[Stored data entries]
§ §
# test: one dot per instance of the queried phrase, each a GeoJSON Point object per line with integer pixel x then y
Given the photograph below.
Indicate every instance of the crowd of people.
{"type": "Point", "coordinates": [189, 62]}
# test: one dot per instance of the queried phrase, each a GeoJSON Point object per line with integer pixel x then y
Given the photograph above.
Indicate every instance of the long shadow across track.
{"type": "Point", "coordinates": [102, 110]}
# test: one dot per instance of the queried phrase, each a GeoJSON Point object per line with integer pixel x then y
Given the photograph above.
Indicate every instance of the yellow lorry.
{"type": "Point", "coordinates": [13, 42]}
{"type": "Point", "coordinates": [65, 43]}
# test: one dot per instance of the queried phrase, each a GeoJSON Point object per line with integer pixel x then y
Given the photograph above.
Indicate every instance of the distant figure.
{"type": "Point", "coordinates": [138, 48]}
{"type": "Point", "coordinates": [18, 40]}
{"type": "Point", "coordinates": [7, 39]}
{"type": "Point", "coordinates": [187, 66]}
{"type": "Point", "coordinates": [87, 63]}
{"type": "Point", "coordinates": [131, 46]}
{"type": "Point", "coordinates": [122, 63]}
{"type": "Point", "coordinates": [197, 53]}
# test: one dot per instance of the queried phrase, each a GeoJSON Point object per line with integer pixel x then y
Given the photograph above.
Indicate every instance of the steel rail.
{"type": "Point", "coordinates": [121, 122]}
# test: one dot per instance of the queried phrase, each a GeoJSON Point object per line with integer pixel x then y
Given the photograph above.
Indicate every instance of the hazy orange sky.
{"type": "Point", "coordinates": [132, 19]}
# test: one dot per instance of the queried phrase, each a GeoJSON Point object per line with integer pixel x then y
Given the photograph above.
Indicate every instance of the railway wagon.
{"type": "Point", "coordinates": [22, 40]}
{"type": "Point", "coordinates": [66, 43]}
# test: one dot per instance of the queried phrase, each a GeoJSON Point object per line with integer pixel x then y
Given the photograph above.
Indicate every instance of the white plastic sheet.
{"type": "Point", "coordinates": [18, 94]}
§ §
Problem:
Line by line, please copy the records above exactly.

Output for this task:
# test: one dot per instance of the queried phrase, each a GeoJSON Point object per line with integer pixel x then y
Given the photograph below.
Indicate every instance of the crowd of people.
{"type": "Point", "coordinates": [189, 62]}
# test: one dot per instance of the queried phrase, each a GeoJSON Point object per line with integer pixel x then y
Given the photograph above.
Indicate every instance of the long shadow across track.
{"type": "Point", "coordinates": [102, 110]}
# test: one dot per instance of the queried phrase, each a GeoJSON Point object per line with integer pixel x then y
Given the photograph above.
Indicate every instance of the yellow lorry.
{"type": "Point", "coordinates": [13, 42]}
{"type": "Point", "coordinates": [65, 43]}
# test: one dot per instance of the queried phrase, each a GeoJSON Point object per line with integer pixel x then y
Given the photograph above.
Indicate every instance of the distant figure.
{"type": "Point", "coordinates": [138, 48]}
{"type": "Point", "coordinates": [18, 40]}
{"type": "Point", "coordinates": [7, 39]}
{"type": "Point", "coordinates": [187, 66]}
{"type": "Point", "coordinates": [87, 63]}
{"type": "Point", "coordinates": [131, 46]}
{"type": "Point", "coordinates": [122, 63]}
{"type": "Point", "coordinates": [197, 53]}
# test: one dot per instance of the queried phrase, each a GeoJSON Point object per line with integer pixel x then y
Given the photograph above.
Indicate every instance of the steel rail.
{"type": "Point", "coordinates": [121, 122]}
# test: one dot per instance of the queried phrase, each a GeoJSON Point object per line with integer pixel x then y
Given the photograph above.
Indicate every instance of the hazy orange sky.
{"type": "Point", "coordinates": [132, 19]}
# test: one dot per instance of the queried phrase, each a GeoJSON Point object per line with integer pixel x then y
Given the photograph above.
Indicate every instance of the railway wagon.
{"type": "Point", "coordinates": [22, 40]}
{"type": "Point", "coordinates": [66, 43]}
# test: one dot per instance of the queried phrase, each a GeoJSON Point object per line with integer pixel x then y
Given the photograph above.
Indicate every instance of the white plastic sheet.
{"type": "Point", "coordinates": [18, 94]}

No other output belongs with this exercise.